DOCUMENT EXTRACT:
※
Shared governance is hard.

Even the words that make it up are paradoxical. “Shared” derives a proto-Germanic root meaning “to cut” or “shear” — not exactly images of collaboration. Govern comes from the Greek meaning “to be the pilot at the helm.”

How do we collectively pilot the helm?

By doing what we’ve done for 100 years — codifying things that we know from our experience to be true and keeping a focus on those.

  • Listening to each other is essential to learning.
  • Multiple perspectives result in stronger ideas.
  • Leading where people will not go is not leading.
  • People can care about the same things as us — and care just as deeply — and yet we can legitimately disagree on how to get there.
  • Disagreements — even passionate ones — can be civil.
  • The debate of ideas is embedded into the scholarly mind, and a community of scholars not only accepts debate, we welcome and embrace it as part of our DNA.

You’ve all heard me say that I think the words we choose matter. And yet the words, hard as they may be, are the easy part of shared governance. The tempo of our working world, our own opinions and biases, competing expectations and senses of urgency — all of these fight against keeping a focus on the perspectives I just mentioned. So we need to remind ourselves and each other of those words, and to hold ourselves — and each other — accountable to them.

We celebrate that we have been doing that successfully for 100 years at CSU. And we set the stage now for the next 100. Thanks for all that you do. Thanks for your opinions and your debate. Thanks for making this a better place. And thanks for letting me serve here beside all of you.
※
ASSIGNMENT: Copy the part of the remarks on shared governance word for word, starting with "Shared governance is" and going on through "focus on those.".

GIVEN INFORMATION:
※
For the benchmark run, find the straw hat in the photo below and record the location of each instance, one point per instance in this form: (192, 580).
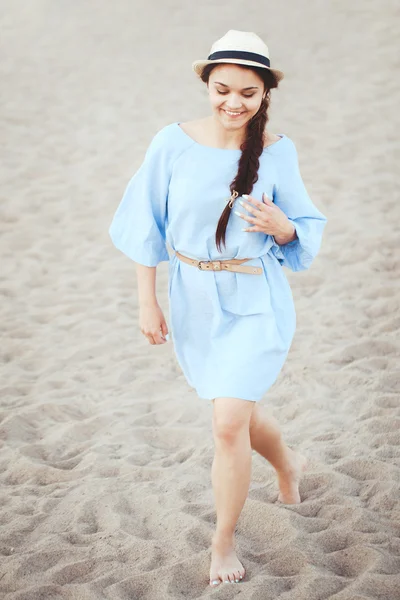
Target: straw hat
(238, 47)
※
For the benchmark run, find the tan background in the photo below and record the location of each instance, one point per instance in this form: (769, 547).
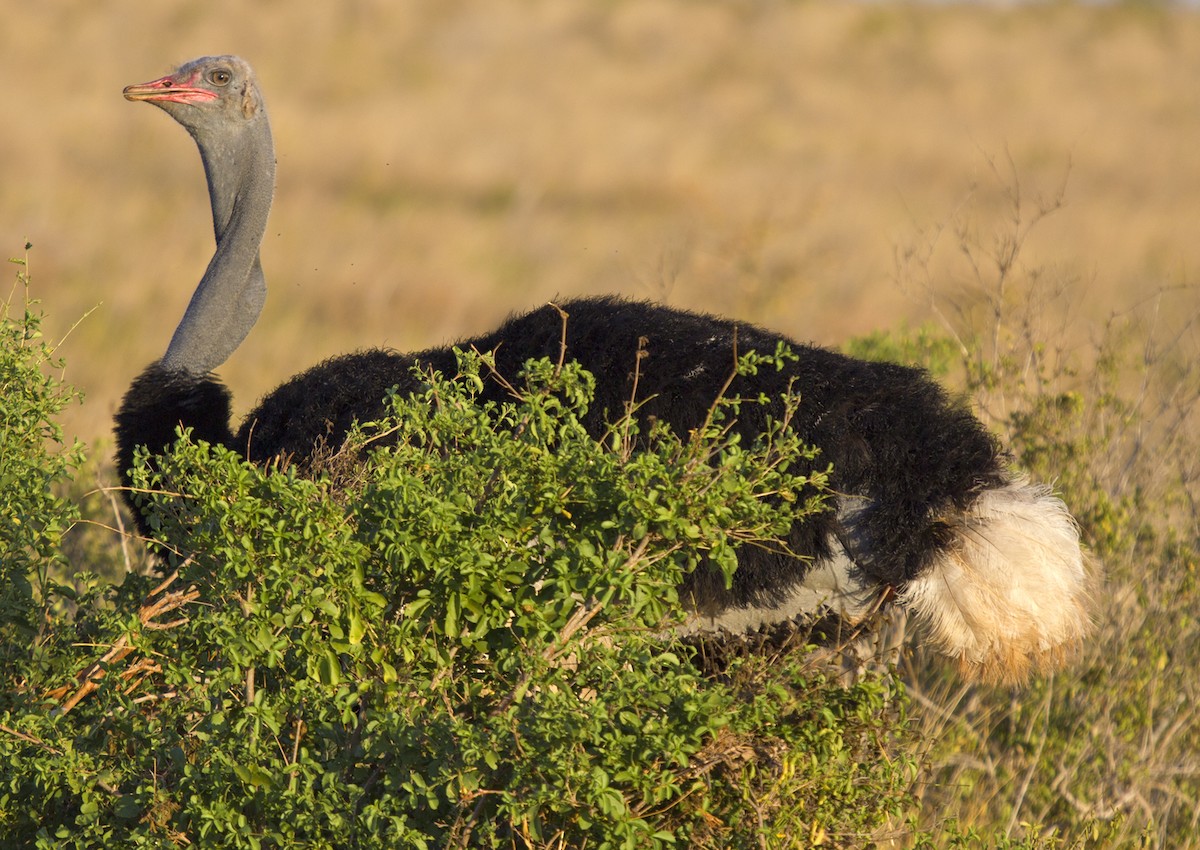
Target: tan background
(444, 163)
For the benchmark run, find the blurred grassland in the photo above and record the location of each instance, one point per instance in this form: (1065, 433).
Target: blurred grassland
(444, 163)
※
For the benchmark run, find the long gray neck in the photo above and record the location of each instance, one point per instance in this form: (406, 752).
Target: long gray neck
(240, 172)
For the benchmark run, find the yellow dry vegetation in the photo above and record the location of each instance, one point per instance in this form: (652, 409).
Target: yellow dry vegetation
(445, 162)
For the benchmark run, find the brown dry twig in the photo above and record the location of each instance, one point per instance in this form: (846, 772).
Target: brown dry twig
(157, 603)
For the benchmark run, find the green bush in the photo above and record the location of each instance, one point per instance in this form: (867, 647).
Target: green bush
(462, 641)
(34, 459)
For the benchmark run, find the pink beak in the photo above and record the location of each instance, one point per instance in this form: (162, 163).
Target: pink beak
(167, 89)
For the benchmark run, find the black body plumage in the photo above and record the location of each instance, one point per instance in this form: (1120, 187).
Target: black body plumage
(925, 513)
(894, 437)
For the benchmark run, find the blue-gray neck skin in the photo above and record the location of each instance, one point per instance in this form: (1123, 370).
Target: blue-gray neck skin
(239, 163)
※
SOLVED PROBLEM:
Shared governance is hard.

Even the words that make it up are paradoxical. “Shared” derives a proto-Germanic root meaning “to cut” or “shear” — not exactly images of collaboration. Govern comes from the Greek meaning “to be the pilot at the helm.”

How do we collectively pilot the helm?

By doing what we’ve done for 100 years — codifying things that we know from our experience to be true and keeping a focus on those.